### Work request:
Look through the entries below and extract exactly the lines from the one containing "of the forest" through the one containing "the red and", ends included.

### Available data:
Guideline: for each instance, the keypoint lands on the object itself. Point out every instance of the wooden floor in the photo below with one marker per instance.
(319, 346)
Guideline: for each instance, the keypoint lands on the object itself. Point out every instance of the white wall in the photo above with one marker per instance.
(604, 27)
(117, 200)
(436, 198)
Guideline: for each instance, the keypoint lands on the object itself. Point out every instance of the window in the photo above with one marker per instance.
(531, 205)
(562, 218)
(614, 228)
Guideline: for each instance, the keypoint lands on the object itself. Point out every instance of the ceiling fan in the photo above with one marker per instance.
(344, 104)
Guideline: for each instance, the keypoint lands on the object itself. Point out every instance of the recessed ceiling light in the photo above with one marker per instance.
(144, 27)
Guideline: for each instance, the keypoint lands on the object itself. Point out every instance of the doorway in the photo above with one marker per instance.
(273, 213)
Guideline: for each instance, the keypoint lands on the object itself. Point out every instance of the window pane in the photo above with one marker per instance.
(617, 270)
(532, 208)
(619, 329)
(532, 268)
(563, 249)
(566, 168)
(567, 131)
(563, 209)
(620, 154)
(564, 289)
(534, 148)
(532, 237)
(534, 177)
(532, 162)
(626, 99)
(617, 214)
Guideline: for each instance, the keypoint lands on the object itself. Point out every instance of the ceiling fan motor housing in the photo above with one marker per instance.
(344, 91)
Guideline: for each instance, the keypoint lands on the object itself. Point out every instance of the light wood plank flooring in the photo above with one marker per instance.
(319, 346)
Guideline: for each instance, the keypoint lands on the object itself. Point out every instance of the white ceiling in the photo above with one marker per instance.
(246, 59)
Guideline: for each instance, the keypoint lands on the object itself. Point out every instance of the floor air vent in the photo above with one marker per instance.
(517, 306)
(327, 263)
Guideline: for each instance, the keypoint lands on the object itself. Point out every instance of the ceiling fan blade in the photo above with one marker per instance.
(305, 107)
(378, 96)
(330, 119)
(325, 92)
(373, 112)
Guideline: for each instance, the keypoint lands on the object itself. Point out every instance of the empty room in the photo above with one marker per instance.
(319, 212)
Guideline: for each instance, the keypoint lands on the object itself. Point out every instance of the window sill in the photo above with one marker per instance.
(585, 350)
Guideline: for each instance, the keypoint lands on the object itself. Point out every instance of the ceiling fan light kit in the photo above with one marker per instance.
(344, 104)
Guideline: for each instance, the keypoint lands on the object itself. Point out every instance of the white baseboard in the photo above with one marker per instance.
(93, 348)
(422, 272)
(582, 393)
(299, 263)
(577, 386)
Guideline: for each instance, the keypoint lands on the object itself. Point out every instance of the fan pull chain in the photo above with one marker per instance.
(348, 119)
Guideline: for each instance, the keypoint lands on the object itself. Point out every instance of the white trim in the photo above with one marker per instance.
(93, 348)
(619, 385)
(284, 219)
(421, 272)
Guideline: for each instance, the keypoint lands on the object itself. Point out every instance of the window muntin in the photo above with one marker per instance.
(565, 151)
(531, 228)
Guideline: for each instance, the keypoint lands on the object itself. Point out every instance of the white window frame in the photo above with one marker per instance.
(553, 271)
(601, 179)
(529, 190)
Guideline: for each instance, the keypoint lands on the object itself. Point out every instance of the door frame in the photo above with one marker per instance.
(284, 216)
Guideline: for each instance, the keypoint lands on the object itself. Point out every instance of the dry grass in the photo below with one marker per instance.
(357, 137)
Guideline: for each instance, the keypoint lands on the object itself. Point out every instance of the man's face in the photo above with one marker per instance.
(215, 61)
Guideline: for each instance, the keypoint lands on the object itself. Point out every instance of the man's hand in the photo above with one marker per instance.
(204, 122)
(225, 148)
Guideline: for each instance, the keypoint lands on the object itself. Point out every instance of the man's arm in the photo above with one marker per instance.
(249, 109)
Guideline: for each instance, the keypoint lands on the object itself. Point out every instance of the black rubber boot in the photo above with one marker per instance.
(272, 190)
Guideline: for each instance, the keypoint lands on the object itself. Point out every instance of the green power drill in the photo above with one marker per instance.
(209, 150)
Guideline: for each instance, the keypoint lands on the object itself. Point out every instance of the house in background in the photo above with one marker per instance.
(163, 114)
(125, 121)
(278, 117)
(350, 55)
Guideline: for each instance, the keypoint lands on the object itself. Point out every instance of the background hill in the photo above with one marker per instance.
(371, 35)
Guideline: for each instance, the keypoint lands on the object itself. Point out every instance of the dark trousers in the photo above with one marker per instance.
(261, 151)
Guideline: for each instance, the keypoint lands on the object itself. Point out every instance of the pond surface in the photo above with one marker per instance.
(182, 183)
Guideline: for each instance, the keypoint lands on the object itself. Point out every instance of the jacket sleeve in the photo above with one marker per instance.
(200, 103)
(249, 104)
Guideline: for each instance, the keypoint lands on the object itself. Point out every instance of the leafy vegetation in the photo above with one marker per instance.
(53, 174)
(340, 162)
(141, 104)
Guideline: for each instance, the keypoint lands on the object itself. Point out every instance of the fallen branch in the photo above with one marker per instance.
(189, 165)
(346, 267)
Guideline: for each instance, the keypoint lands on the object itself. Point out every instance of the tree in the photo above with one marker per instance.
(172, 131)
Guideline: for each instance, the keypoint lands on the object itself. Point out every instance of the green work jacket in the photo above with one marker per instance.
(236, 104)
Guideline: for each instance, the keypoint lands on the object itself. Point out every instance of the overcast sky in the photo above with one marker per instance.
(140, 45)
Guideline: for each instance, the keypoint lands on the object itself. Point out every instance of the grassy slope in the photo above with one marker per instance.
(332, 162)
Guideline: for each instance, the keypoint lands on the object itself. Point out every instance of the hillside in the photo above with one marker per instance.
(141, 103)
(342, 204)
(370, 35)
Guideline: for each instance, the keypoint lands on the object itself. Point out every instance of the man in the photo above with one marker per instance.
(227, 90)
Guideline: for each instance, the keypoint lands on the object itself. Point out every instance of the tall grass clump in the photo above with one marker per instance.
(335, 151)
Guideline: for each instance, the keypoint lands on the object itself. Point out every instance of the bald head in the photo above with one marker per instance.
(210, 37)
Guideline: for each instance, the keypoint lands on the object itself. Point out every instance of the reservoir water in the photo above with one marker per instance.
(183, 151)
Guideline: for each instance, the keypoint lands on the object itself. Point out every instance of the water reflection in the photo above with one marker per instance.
--
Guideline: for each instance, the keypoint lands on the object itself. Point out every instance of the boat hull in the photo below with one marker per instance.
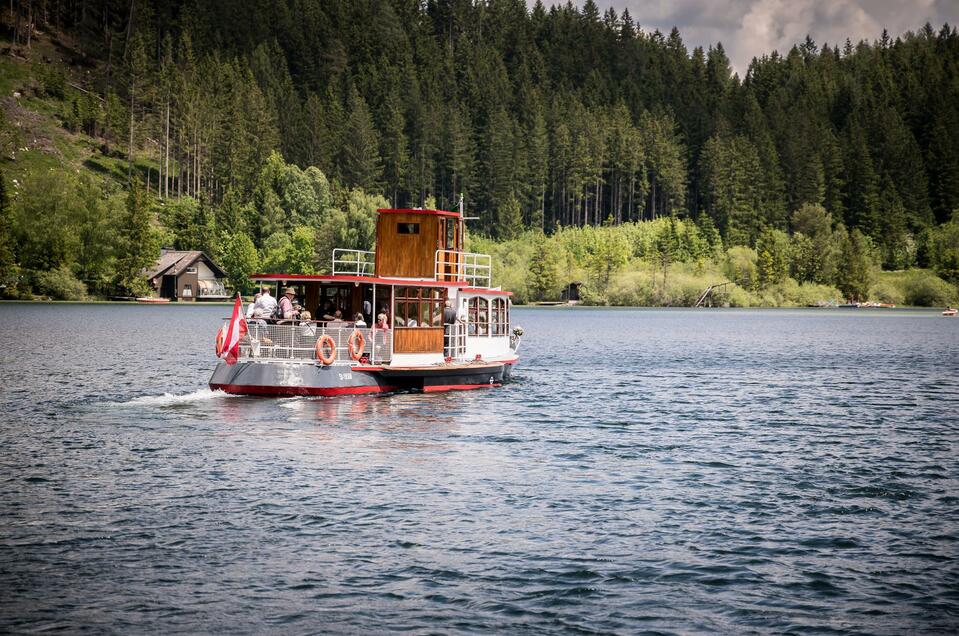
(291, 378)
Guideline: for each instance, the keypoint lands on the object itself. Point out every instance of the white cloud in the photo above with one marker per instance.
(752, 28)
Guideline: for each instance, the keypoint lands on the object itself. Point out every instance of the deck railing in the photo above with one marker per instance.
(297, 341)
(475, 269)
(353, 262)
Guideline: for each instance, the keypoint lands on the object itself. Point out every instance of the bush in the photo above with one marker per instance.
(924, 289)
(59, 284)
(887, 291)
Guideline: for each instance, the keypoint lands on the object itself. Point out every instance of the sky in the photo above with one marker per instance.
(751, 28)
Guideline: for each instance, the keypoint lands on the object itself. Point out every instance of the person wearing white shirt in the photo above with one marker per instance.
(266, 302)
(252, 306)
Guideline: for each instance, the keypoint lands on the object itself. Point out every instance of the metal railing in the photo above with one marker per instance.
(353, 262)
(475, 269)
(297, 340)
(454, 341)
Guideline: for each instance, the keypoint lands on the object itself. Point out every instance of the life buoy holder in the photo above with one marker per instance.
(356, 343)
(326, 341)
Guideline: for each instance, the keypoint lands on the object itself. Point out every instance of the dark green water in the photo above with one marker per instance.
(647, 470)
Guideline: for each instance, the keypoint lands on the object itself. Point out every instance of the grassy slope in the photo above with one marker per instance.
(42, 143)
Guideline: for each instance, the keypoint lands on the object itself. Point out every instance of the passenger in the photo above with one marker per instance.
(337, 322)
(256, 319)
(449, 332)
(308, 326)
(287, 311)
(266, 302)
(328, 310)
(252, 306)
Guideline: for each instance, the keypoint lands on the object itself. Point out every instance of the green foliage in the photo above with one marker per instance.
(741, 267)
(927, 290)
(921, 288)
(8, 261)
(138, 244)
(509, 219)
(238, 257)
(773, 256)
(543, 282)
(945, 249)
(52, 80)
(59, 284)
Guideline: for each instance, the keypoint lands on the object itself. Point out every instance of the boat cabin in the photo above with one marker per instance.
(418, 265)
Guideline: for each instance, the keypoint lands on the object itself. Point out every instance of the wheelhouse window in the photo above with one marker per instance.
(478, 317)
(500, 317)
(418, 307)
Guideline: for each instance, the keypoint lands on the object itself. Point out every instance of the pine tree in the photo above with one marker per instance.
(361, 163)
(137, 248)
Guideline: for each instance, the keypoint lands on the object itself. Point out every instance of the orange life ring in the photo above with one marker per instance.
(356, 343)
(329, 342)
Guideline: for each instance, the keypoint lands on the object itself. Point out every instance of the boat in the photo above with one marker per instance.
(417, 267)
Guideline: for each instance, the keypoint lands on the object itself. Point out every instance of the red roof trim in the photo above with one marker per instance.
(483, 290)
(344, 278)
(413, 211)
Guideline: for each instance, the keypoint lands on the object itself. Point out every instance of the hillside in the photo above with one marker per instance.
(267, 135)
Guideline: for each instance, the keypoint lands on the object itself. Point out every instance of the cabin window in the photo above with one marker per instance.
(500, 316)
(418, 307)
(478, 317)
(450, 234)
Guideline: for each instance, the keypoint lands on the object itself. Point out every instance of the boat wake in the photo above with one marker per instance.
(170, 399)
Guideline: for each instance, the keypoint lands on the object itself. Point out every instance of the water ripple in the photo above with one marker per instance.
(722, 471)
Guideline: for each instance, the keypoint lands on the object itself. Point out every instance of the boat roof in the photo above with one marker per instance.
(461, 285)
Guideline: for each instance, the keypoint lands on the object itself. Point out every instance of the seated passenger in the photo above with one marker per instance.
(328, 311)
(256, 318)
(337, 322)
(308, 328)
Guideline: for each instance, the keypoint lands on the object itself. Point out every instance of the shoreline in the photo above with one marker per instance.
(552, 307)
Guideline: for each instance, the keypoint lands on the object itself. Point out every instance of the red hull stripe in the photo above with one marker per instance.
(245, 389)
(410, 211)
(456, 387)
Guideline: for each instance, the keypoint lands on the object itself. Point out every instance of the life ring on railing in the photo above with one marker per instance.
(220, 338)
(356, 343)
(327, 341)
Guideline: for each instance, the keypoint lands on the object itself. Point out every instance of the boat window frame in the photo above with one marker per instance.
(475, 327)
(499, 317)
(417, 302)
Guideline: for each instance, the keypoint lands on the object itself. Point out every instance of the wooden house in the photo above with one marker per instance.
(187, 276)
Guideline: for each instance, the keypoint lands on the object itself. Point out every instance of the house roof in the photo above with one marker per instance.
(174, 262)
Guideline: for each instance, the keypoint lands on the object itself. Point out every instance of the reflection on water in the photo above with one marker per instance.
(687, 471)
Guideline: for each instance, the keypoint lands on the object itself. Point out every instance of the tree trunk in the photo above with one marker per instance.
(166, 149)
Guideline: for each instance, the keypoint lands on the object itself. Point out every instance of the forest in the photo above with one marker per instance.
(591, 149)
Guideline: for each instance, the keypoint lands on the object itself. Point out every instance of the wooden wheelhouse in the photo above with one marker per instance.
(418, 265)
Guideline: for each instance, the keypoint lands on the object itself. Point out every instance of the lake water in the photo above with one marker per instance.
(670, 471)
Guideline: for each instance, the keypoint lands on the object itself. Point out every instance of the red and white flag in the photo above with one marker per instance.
==
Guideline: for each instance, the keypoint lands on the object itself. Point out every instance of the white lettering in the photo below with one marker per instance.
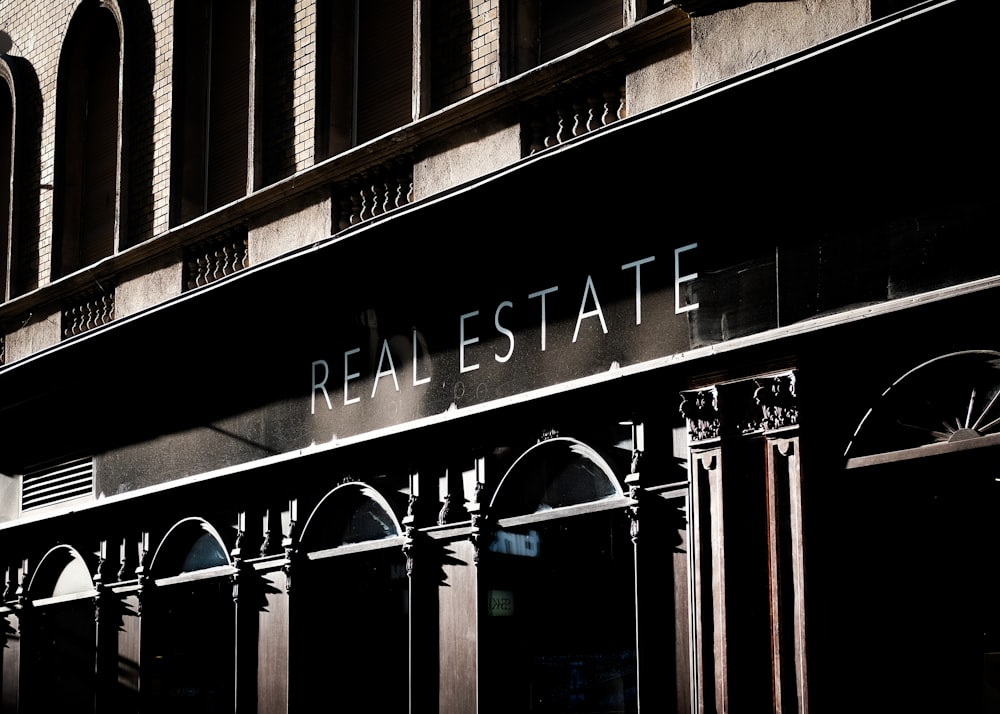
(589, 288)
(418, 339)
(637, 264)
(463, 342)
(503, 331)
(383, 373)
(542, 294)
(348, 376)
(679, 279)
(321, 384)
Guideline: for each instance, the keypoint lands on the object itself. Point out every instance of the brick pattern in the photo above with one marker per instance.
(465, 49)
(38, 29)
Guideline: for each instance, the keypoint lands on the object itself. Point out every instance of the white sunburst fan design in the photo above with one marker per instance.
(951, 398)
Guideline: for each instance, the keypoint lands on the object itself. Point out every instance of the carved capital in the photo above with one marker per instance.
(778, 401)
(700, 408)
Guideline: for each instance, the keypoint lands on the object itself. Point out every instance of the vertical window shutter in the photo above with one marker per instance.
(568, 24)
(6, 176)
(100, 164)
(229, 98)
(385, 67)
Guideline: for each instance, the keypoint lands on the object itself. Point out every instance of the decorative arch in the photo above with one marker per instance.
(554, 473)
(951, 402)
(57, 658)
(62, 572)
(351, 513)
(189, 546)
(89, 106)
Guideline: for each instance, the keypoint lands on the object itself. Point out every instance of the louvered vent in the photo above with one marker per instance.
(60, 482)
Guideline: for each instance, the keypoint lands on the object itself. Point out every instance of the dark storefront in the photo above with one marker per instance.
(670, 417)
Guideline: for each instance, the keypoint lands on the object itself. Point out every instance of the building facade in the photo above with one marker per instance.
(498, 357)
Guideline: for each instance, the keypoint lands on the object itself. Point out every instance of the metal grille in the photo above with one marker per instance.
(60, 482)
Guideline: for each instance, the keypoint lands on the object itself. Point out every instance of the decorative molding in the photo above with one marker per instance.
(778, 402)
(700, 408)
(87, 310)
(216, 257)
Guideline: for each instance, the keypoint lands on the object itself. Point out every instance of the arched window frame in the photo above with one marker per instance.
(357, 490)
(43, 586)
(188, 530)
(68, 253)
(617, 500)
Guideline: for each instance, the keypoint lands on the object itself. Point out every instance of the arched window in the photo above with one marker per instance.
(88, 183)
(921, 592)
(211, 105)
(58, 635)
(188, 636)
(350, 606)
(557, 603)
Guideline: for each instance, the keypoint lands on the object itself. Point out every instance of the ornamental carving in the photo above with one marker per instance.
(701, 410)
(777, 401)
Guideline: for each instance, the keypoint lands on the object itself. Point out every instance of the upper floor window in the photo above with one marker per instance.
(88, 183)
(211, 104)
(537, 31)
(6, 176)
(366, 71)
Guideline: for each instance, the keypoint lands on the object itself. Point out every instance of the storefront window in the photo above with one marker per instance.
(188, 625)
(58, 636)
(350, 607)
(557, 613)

### The completed task:
Guideline: for each instance, the keypoint lands on the object itself. Point out every instance of the forest in the photo above with one marker per instance.
(591, 149)
Guideline: for each instance, the keypoint lands on the object itself. Point out every instance of the wooden wheelhouse in the photo above with one marker per instance.
(418, 265)
Guideline: for each instance, the keypoint lands on the object itself. Point out every instance of the lake water in the photo above with one marker per instance.
(670, 471)
Guideline: for each instance, the keypoint lands on the object itself. Point out every instance of the red and white flag in the photo above with one marker per instance.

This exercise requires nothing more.